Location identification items
(begin)

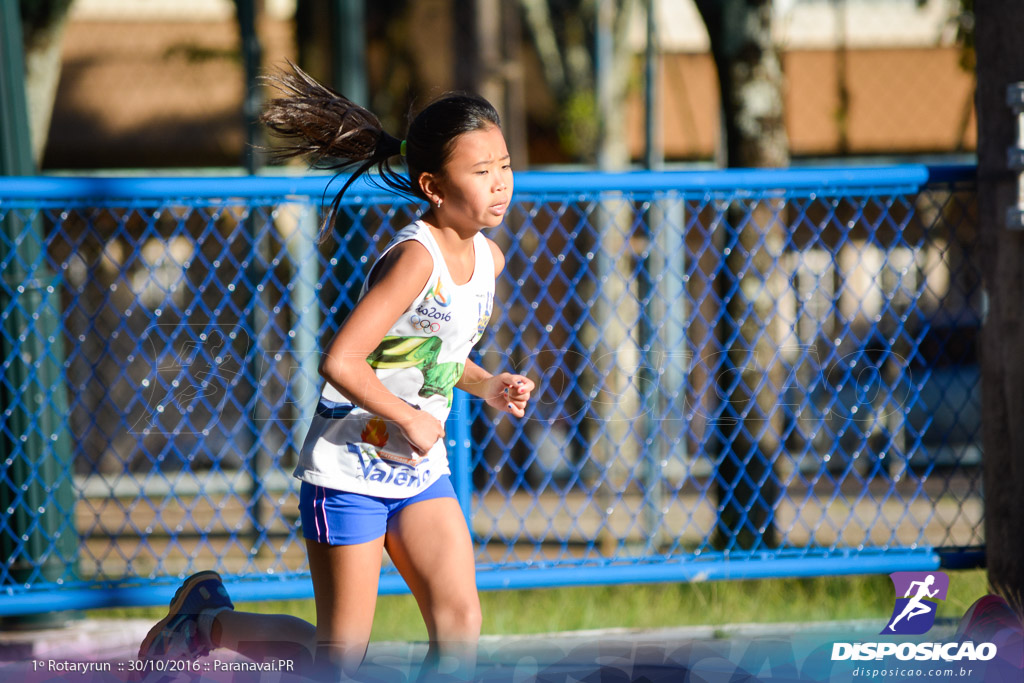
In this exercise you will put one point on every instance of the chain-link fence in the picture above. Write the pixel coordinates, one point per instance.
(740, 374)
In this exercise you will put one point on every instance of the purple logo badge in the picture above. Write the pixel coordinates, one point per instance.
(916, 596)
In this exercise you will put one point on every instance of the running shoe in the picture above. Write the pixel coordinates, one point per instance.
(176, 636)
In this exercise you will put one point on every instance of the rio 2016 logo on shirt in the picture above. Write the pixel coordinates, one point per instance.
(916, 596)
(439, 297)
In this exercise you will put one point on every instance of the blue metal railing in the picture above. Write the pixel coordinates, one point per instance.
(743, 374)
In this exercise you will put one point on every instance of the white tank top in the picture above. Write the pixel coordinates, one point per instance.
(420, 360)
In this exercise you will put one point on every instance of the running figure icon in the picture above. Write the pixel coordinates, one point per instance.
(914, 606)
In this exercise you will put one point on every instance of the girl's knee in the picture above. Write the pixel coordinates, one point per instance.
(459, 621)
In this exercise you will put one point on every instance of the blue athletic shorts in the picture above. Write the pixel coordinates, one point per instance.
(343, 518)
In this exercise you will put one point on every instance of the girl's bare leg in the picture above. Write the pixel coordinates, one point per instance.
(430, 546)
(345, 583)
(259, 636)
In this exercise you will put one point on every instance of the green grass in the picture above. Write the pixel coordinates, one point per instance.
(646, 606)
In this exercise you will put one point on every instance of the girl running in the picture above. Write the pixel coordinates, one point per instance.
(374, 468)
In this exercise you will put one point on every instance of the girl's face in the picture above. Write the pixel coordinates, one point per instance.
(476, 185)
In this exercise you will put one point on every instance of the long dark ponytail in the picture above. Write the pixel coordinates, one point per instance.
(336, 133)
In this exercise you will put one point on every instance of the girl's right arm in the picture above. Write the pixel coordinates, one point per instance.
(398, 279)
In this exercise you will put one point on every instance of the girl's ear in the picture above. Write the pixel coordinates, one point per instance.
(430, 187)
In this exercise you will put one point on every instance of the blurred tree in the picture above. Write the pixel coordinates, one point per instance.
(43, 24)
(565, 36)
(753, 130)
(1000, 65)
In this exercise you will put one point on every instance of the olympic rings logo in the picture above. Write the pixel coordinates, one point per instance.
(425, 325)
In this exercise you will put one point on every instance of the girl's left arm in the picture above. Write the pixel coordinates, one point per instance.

(end)

Rewrite the items from the line containing "of the blurred" through the end of the items, keeping the requests and scaling each coordinate in the answers by 1.35, rounded to the nearest whole number with halves rounded up.

In this exercise you will put one point on every instance of the blurred tree in the picture above. Write the pixel coordinates, one point per instance.
(58, 32)
(763, 49)
(1017, 176)
(1350, 88)
In this exercise you will put one point on every instance of the olympic rings logo in the picture above. Write the pixel coordinates, one point per instance.
(574, 439)
In this exercise you will put one point on every instance of the girl's left arm in the picture above. Write the pixel coordinates, one point per instance.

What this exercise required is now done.